----- The records

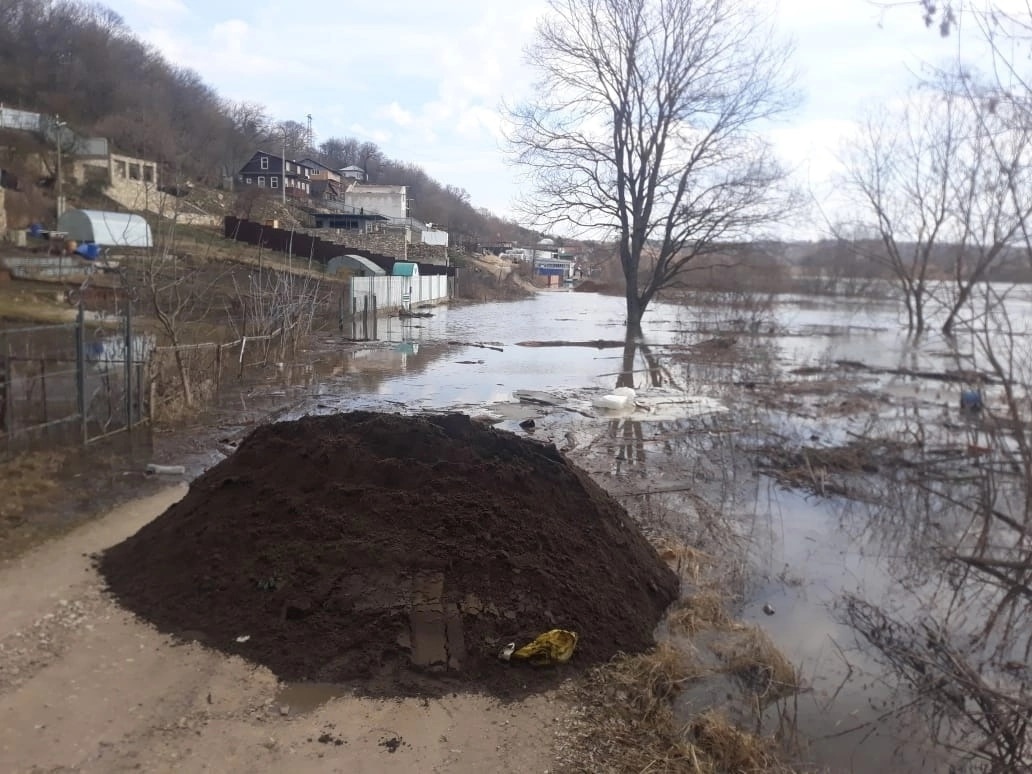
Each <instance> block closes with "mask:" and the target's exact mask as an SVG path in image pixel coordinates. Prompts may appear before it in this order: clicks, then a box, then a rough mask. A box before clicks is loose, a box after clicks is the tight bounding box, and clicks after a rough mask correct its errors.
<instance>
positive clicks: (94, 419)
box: [0, 310, 154, 453]
mask: <svg viewBox="0 0 1032 774" xmlns="http://www.w3.org/2000/svg"><path fill="white" fill-rule="evenodd" d="M153 348H154V342H153V338H152V337H151V336H147V335H137V334H134V333H133V330H132V318H131V315H127V316H126V317H125V318H123V319H122V320H121V321H120V322H119V323H118V324H117V325H116V326H114V327H112V326H111V325H110V324H101V323H99V322H97V321H91V320H87V319H86V316H85V314H84V313H83V311H82V310H80V311H79V314H78V316H77V319H76V321H75V322H73V323H66V324H60V325H34V326H25V327H19V328H6V329H0V444H3V446H0V451H5V452H8V453H9V452H13V451H17V450H20V449H23V448H27V447H32V446H36V445H43V444H53V443H55V442H61V441H64V442H72V441H75V442H79V443H84V444H86V443H89V442H91V441H95V440H97V439H100V438H103V437H105V436H109V434H111V433H114V432H121V431H124V430H127V429H130V428H132V427H133V426H135V425H137V424H139V423H141V422H143V421H147V419H148V417H149V406H148V394H149V392H148V388H147V384H146V382H147V381H148V367H147V360H148V358H149V357H150V353H151V351H152V350H153Z"/></svg>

----------

Exercise description |
Omit pictures; set down the rest of the material word for word.

Response to the task |
Each <instance> block closes with "mask:" and the target's exact mask as an SVG path in image pixel coordinates. Prompts may appear before it in this order: clicks, then a box, then a rough mask. A box before clicks is loose, a box after clicks is the tight bounding box, and clicks after a rough mask correct its errors.
<instance>
positive clicks: (94, 419)
box: [0, 310, 154, 453]
mask: <svg viewBox="0 0 1032 774" xmlns="http://www.w3.org/2000/svg"><path fill="white" fill-rule="evenodd" d="M153 348H154V342H153V338H152V337H151V336H147V335H137V334H134V333H133V330H132V318H131V315H127V316H126V317H125V318H123V319H122V320H121V321H120V322H119V323H118V324H117V325H116V326H114V327H112V326H111V325H110V324H101V323H99V322H97V321H91V320H87V319H86V316H85V314H84V313H83V311H82V310H80V311H79V314H78V316H77V319H76V321H75V322H73V323H66V324H60V325H34V326H25V327H19V328H6V329H0V444H3V446H0V451H5V452H8V453H9V452H13V451H17V450H20V449H23V448H27V447H32V446H36V445H43V444H53V443H55V442H61V441H64V442H72V441H75V442H79V443H84V444H86V443H89V442H91V441H95V440H97V439H100V438H103V437H105V436H109V434H111V433H114V432H121V431H124V430H127V429H130V428H132V427H133V426H135V425H137V424H139V423H141V422H143V421H147V419H148V417H149V406H148V394H149V392H148V388H147V384H146V382H147V381H148V367H147V360H148V358H149V357H150V353H151V351H152V350H153Z"/></svg>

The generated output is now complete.